BLOCO DE TEXTO =
========================================
Pomerode e a cultura que não poderá ser domada



Marcio de Almeida Bueno

Toda aquela vontade que os que se apegam ao passado têm, de sentar o sarrafo em quem pensa o oposto, de prender e arrebentar se assim pudessem, se fez fato em Pomerode. Para quem bebe a violência como diversão de final de semana, nada mais natural que, no auge da raiva reprimida contra o patrão, a esposa chata, o governo, as contas a pagar, o vizinho e as perspectivas de desemprego, bastou alguém acenar com um posicionamente contrário, para virar alvo. Se o lazer é ver uma parelha de cavalos suando para puxar uma tonelada, o diálogo – que com certeza nunca existiu com letras maiúsculas em seus lares – se faz na base do sarrafo. E toda a cena busca salvaguarda no carimbo burocrático de ‘cultura’.
Curiosamente, a alegação do uso de animais-escravos sempre foi grampeada às palavras ‘necessidade’ e ‘tradição’. Realmente é uma necessidade ver os animais tentando puxar peso de um lado para o outro, sem o qual a vida em um cafundó não faz o menor sentido. E nos altos e baixos do Império Romano, o populacho se divertia com animais lutando entre si, atacando gladiaroes ou comendo cristãos. Tempos depois, Roma se convertia ao cristianismo – para ver como a ‘tradição’ muda de rumo conforme o vento sopra, e só quem chegou atrasado à evolução a ela se apega, como garantia de alguma coisa, como uma reza na hora do aperto. Com aquele medo de não se sentir em grupo, mimetizado com outros nulos como si próprio.
========================================
DADOS FORNECIDOS =

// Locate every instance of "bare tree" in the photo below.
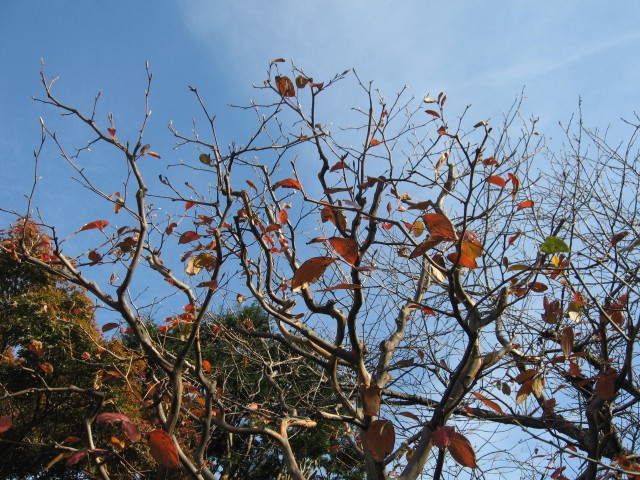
========================================
SEU OBJETIVO =
Diga se cada afirmação concorda com o texto sobre Pomerode, respondendo sim ou não e citando literalmente as palavras do texto que decidem a questão: (a) Roma se converteu ao cristianismo tempos depois dos espetáculos com animais; (b) a alegação do uso de animais sempre foi ligada às palavras "necessidade" e "tradição"; (c) nos lares de quem se diverte com a violência, o diálogo sempre existiu com letras maiúsculas. Os dados são um material à parte, sem relação com o texto.

RESPOSTA COMPLETA =
(a) Sim: "Tempos depois, Roma se convertia ao cristianismo".
(b) Sim: "a alegação do uso de animais-escravos sempre foi grampeada às palavras ‘necessidade’ e ‘tradição’".
(c) Não: "que com certeza nunca existiu com letras maiúsculas em seus lares".